▶ **Material for the task**:
———

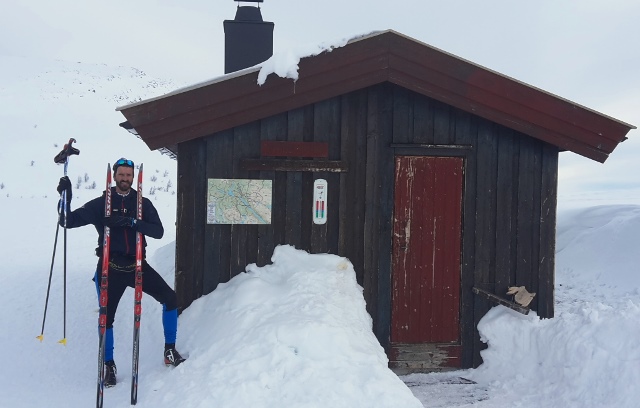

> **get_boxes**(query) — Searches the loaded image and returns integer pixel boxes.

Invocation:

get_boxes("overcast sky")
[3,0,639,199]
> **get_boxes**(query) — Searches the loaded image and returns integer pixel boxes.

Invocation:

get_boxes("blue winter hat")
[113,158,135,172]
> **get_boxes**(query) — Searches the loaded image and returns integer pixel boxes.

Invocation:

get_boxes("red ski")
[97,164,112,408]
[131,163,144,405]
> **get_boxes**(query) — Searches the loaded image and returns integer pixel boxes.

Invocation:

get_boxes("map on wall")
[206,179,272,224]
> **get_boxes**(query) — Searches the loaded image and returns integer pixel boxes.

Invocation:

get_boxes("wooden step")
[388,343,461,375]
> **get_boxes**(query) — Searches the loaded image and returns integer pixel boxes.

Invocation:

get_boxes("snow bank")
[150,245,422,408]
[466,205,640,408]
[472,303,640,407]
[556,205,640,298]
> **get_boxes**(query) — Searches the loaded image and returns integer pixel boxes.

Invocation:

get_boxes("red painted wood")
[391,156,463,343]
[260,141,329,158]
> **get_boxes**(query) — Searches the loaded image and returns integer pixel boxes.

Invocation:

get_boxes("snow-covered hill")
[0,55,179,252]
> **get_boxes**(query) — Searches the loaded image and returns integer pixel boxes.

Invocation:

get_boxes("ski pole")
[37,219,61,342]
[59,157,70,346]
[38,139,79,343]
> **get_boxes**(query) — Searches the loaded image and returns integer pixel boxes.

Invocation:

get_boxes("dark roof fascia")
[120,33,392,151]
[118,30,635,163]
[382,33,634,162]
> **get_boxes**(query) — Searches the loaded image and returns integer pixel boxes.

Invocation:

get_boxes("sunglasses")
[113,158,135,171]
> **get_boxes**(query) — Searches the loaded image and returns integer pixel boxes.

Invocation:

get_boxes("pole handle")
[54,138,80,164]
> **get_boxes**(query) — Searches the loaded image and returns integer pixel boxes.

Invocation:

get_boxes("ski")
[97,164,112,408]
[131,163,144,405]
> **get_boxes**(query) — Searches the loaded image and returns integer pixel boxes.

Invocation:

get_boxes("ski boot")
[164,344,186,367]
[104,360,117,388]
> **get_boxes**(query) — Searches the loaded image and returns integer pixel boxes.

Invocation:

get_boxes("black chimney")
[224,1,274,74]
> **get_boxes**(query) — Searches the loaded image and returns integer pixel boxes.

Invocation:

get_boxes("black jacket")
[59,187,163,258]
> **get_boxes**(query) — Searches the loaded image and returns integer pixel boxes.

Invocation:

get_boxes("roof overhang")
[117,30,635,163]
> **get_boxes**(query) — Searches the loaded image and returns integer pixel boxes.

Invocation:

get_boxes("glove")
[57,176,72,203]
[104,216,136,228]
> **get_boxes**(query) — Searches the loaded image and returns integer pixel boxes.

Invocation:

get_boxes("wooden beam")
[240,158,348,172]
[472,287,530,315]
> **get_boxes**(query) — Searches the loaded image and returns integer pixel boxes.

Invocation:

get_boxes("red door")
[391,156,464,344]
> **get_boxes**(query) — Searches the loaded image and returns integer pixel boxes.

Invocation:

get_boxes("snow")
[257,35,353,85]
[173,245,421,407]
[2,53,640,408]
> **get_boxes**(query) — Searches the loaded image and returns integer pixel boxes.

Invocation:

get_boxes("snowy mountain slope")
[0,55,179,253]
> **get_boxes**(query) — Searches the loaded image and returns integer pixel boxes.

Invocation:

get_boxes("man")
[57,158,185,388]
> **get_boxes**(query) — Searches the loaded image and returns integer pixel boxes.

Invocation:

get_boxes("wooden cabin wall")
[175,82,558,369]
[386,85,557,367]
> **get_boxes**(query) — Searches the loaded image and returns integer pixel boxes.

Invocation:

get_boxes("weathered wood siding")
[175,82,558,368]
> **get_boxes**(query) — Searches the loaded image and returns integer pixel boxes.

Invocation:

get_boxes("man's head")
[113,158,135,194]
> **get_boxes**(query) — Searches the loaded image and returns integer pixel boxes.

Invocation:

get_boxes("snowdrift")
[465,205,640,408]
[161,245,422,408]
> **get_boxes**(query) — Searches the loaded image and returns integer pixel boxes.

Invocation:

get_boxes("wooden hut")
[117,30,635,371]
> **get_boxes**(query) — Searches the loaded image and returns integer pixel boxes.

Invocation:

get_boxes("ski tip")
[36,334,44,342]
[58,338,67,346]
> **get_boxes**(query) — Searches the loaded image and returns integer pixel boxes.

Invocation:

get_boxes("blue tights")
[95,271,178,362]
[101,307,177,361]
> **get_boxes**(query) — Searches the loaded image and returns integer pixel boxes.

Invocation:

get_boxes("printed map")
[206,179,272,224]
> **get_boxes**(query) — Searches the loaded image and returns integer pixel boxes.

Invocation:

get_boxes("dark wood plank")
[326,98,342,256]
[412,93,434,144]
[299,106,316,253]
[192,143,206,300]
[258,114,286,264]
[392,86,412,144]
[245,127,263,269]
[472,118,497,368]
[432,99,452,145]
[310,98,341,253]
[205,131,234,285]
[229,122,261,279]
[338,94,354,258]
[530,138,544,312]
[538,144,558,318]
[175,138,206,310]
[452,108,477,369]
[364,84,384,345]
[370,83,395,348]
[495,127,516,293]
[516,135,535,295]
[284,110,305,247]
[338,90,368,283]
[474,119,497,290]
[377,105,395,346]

———

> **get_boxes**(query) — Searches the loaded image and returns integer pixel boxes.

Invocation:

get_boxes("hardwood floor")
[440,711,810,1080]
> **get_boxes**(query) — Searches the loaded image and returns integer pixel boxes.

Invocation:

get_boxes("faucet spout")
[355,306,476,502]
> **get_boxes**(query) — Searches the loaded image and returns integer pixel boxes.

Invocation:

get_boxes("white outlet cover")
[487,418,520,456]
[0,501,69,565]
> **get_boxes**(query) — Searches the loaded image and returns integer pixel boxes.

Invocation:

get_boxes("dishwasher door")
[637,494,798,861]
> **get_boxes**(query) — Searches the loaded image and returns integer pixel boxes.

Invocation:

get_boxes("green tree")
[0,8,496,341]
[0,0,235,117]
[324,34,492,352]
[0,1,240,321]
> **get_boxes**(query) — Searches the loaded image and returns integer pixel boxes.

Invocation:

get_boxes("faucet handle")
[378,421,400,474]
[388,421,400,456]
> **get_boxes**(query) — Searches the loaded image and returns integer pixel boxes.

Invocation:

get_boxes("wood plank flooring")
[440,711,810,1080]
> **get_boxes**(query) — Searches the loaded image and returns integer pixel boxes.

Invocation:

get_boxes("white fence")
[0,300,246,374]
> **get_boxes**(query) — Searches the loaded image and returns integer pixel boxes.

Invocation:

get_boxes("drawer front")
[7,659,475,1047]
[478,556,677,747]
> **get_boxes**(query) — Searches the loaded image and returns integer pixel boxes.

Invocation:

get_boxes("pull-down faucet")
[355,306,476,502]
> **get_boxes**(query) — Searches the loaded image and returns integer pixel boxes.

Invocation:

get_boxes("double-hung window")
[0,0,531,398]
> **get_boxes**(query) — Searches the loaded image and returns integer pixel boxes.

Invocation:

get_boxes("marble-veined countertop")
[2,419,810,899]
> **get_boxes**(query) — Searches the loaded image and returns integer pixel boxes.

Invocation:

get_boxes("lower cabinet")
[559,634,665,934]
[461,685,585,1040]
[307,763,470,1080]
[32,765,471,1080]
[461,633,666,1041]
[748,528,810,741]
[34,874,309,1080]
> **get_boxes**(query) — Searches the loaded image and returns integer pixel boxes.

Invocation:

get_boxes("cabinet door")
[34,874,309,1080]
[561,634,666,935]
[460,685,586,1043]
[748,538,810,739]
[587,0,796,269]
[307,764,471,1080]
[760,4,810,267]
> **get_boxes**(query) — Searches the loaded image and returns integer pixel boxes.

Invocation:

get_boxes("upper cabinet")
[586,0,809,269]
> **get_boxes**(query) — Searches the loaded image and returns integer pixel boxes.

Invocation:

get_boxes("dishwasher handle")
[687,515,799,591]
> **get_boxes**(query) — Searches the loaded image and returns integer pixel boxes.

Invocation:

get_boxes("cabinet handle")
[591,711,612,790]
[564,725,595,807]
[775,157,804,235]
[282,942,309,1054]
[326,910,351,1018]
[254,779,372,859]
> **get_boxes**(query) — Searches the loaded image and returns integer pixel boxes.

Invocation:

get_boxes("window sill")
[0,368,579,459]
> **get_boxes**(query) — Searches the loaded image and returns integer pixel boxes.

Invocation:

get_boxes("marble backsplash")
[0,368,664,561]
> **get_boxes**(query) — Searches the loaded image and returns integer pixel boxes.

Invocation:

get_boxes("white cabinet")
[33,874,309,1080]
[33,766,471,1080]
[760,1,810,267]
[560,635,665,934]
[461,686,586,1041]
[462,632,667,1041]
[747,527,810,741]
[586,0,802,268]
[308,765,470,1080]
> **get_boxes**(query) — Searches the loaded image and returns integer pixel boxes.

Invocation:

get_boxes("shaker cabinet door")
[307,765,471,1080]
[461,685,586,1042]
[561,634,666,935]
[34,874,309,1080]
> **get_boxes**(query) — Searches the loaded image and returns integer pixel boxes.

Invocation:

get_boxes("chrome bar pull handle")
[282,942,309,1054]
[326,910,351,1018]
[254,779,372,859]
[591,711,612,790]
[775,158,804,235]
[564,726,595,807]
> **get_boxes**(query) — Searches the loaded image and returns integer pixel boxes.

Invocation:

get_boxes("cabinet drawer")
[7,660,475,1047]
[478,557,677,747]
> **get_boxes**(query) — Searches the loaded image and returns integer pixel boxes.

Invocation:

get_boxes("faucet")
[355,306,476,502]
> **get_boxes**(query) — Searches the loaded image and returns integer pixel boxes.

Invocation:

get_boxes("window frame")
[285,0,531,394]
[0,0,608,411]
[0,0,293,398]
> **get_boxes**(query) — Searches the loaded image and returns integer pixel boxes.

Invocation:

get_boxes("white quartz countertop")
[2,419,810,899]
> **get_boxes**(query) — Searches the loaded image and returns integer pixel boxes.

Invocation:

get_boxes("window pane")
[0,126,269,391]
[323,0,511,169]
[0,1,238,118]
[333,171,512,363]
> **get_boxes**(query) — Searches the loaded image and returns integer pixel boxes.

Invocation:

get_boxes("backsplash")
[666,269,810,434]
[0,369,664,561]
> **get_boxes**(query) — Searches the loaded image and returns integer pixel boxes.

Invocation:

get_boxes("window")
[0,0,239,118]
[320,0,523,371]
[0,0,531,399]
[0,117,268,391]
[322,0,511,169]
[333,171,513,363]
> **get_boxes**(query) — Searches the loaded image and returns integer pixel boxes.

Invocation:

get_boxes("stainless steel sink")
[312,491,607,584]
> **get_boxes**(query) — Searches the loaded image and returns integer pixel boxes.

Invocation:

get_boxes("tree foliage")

———

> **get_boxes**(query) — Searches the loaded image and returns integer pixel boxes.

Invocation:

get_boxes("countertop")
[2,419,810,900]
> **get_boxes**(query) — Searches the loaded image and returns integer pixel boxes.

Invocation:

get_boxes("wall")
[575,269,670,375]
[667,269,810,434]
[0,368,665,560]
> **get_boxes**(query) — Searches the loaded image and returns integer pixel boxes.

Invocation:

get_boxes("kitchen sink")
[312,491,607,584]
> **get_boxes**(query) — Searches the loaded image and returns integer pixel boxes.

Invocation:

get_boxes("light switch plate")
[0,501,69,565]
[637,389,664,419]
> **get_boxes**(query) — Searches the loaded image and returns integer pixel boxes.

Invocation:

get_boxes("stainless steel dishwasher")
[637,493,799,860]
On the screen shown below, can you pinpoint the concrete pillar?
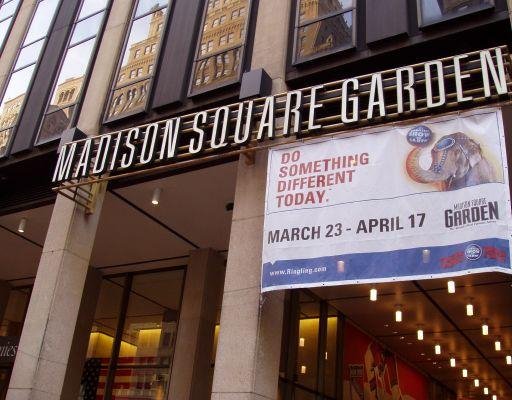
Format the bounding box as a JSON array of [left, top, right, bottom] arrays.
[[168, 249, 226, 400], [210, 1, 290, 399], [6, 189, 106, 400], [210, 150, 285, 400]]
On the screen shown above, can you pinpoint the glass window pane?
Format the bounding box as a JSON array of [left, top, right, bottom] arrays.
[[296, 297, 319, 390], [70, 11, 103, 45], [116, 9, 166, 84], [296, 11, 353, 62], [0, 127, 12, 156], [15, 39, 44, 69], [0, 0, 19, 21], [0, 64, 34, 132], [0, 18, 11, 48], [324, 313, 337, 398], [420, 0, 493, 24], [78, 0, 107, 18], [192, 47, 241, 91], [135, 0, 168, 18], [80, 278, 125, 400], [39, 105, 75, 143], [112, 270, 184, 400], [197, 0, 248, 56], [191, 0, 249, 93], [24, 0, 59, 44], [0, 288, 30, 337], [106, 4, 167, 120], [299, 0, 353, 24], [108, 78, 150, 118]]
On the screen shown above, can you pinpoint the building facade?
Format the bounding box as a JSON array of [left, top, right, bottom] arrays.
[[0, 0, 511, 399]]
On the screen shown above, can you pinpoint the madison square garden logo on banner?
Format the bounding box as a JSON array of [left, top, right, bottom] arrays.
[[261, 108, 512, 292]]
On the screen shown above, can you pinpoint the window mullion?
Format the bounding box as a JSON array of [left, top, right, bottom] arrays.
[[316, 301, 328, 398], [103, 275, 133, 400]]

———

▶ **Work to complete**: Count every line in the listing above that holds "screen", then report only the count.

▶ **Task response**: 5